EXERCISE A: Retype the stretch from "The nuclear industry’s hype" through "practical climate solutions." in the passage on small modular reactors below.
EXERCISE B: In the passage on small modular reactors below, how much electricity per reactor is an SMR typically defined as producing?

TEXT PASSAGE:
The nuclear industry’s hype machine is currently in overdrive. Columbia University’s Center on Global Energy Policy is promoting a “warp speed” nuclear revival. Goldman Sachs, Microsoft, and the United Kingdom government all promote small modular reactors (SMR) as the silver bullet for climate change and energy security. Tech billionaires are hiring nuclear veterans to advise them. Wall Street is talking about “round-the-clock power” for artificial intelligence data centers. The U.K. is investing billions on “mini nukes” to fill its looming energy gap. The nuclear industry’s latest pitch is not a revolution, but a repeat. It is an expensive distraction from practical climate solutions.

SMRs are only a shiny dream, more of a hope than a strategy. SMRs only exist in the optimistic imagination of the nuclear industry and its supporters. Currently, SMRs can only be found on glossy PowerPoint slides. Mycle Schneider dubbed SMRs “power point reactors.” There are currently no engineering plans, no blueprints, no working prototypes.

However, hope springs eternal. The SMR plan is to build advanced atomic fission reactors, typically defined as producing up to three hundred megawatts of electricity per reactor, less than a third the size of a conventional nuclear power reactor.

The “small” part refers to their limited output and physical footprint. “Modular” means that they’re designed to be constructed in factories, shipped to sites, and installed as needed. The claim is that all this supposedly makes them cheaper and faster to deploy than traditional reactors. In theory, you could add modules over time to scale up output as demand for electricity expands.

The word “small” might give the wrong impression of the size of an SMR. Even a single SMR is a massive, highly radioactive industrial machine, capable of supplying electricity to a mid-sized city and containing an inventory of radioactive materials far greater than that of the atomic bombs dropped on Hiroshima and Nagasaki in World War II.

DATASET RECORDS:
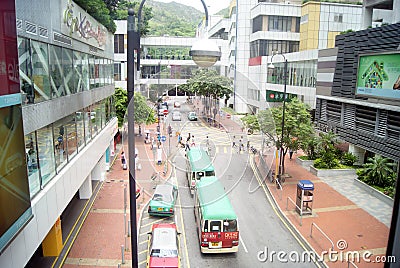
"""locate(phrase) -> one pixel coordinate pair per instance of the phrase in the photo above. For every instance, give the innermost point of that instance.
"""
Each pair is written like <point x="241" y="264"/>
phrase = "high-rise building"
<point x="58" y="120"/>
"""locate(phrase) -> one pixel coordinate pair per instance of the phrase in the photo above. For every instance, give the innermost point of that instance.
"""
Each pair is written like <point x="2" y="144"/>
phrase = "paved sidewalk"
<point x="102" y="234"/>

FINAL ANSWER A:
The nuclear industry’s hype machine is currently in overdrive. Columbia University’s Center on Global Energy Policy is promoting a “warp speed” nuclear revival. Goldman Sachs, Microsoft, and the United Kingdom government all promote small modular reactors (SMR) as the silver bullet for climate change and energy security. Tech billionaires are hiring nuclear veterans to advise them. Wall Street is talking about “round-the-clock power” for artificial intelligence data centers. The U.K. is investing billions on “mini nukes” to fill its looming energy gap. The nuclear industry’s latest pitch is not a revolution, but a repeat. It is an expensive distraction from practical climate solutions.

FINAL ANSWER B: Up to three hundred megawatts of electricity per reactor.